Every line from the one with "rough mask: <svg" to the one with "positive clicks: (150, 491)", including those two, is to be copied exactly; all other lines of the entries below are left out.
[AVAILABLE RECORDS]
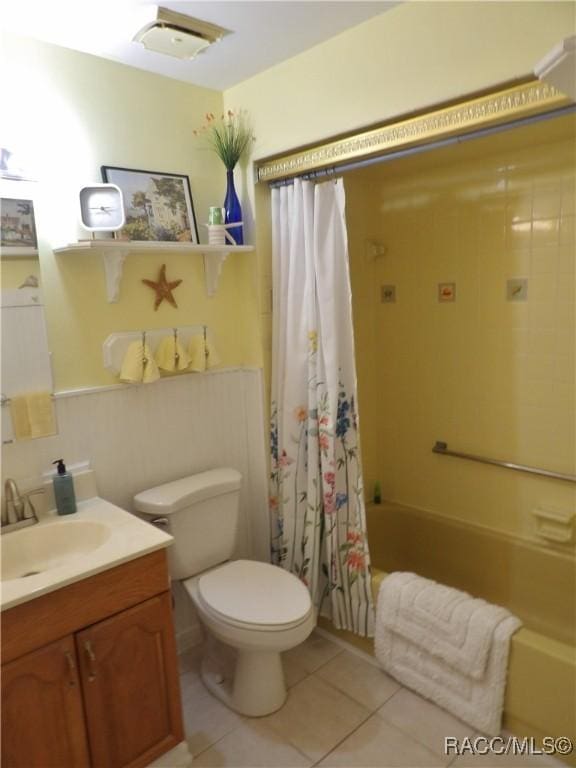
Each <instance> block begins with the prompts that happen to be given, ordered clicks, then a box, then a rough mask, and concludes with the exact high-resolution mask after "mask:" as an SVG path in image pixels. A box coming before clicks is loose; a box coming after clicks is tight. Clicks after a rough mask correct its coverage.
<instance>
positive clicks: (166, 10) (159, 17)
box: [134, 8, 229, 59]
mask: <svg viewBox="0 0 576 768" xmlns="http://www.w3.org/2000/svg"><path fill="white" fill-rule="evenodd" d="M227 34H229V30H227V29H222V27H217V26H216V25H215V24H209V23H208V22H207V21H200V20H199V19H193V18H192V17H190V16H185V15H184V14H183V13H176V12H175V11H170V10H168V9H167V8H157V9H156V18H155V19H154V20H153V21H152V22H150V23H149V24H146V26H145V27H142V29H141V30H140V31H139V32H138V33H137V34H136V35H135V36H134V42H138V43H142V45H143V46H144V48H146V49H147V50H148V51H154V52H155V53H164V54H166V55H167V56H174V58H176V59H194V58H195V57H196V56H197V55H198V54H199V53H201V52H202V51H203V50H204V49H206V48H208V46H209V45H211V44H212V43H216V42H218V41H219V40H221V39H222V38H223V37H224V35H227Z"/></svg>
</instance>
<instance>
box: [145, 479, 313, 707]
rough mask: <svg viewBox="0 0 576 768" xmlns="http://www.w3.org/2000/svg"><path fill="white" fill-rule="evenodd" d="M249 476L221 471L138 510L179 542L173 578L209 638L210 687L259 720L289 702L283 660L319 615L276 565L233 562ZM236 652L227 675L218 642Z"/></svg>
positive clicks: (150, 491) (191, 479) (208, 649)
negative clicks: (243, 477) (190, 605)
mask: <svg viewBox="0 0 576 768" xmlns="http://www.w3.org/2000/svg"><path fill="white" fill-rule="evenodd" d="M240 481H241V475H240V473H239V472H237V471H236V470H234V469H214V470H209V471H207V472H203V473H201V474H197V475H192V476H190V477H186V478H181V479H180V480H176V481H174V482H172V483H166V484H165V485H161V486H158V487H156V488H152V489H149V490H147V491H143V492H142V493H139V494H138V495H137V496H135V497H134V506H135V508H136V509H137V510H138V511H139V512H141V513H143V514H144V515H146V516H150V517H151V518H152V520H153V521H154V518H156V520H157V521H158V522H161V523H162V524H163V525H164V526H166V529H167V531H168V533H170V534H171V535H172V536H173V537H174V543H173V545H172V547H170V549H169V562H170V574H171V577H172V579H173V580H177V581H180V582H182V584H183V586H184V588H185V590H186V592H187V594H188V595H189V597H190V599H191V600H192V602H193V604H194V605H195V607H196V610H197V612H198V616H199V618H200V621H201V622H202V624H203V625H204V627H205V628H206V630H207V633H208V642H207V643H206V648H205V653H204V657H203V660H202V672H201V674H202V680H203V681H204V684H205V685H206V686H207V688H208V689H209V690H210V691H211V692H212V693H214V695H216V696H217V697H218V698H219V699H221V700H222V701H223V702H224V703H225V704H227V705H228V706H229V707H230V708H231V709H234V710H236V711H237V712H240V713H241V714H243V715H250V716H253V717H258V716H262V715H268V714H270V713H271V712H274V711H276V710H277V709H279V708H280V707H281V706H282V704H283V703H284V701H285V699H286V685H285V682H284V673H283V669H282V660H281V655H280V654H281V653H282V652H283V651H287V650H289V649H290V648H294V647H295V646H296V645H298V644H299V643H301V642H303V641H304V640H305V639H306V638H307V637H308V635H309V634H310V633H311V632H312V630H313V629H314V626H315V624H316V614H315V610H314V608H313V606H312V601H311V599H310V595H309V593H308V590H307V589H306V587H305V586H304V584H303V583H302V582H301V581H300V580H299V579H298V578H297V577H296V576H294V574H292V573H288V572H287V571H285V570H283V569H282V568H279V567H277V566H275V565H270V564H269V563H262V562H258V561H253V560H233V559H232V557H233V554H234V550H235V546H236V534H237V530H238V520H239V495H240ZM211 637H213V638H215V639H216V640H218V641H220V642H222V643H224V644H225V645H226V646H228V647H230V648H232V649H234V652H235V654H236V663H235V666H234V670H233V672H232V674H230V675H225V674H223V671H222V665H221V664H220V663H219V662H218V660H217V659H215V657H214V654H213V653H212V652H211V646H212V645H213V643H211V642H210V638H211Z"/></svg>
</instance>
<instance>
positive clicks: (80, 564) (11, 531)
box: [0, 496, 172, 611]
[/AVAILABLE RECORDS]
### OUTPUT FOR THIS EXERCISE:
rough mask: <svg viewBox="0 0 576 768" xmlns="http://www.w3.org/2000/svg"><path fill="white" fill-rule="evenodd" d="M249 476L221 471L138 510L179 542L173 578L209 638L210 687L259 720L289 702L283 660L319 615L276 565L233 562ZM236 652L227 675L218 642Z"/></svg>
positive clicks: (150, 491) (191, 479) (208, 649)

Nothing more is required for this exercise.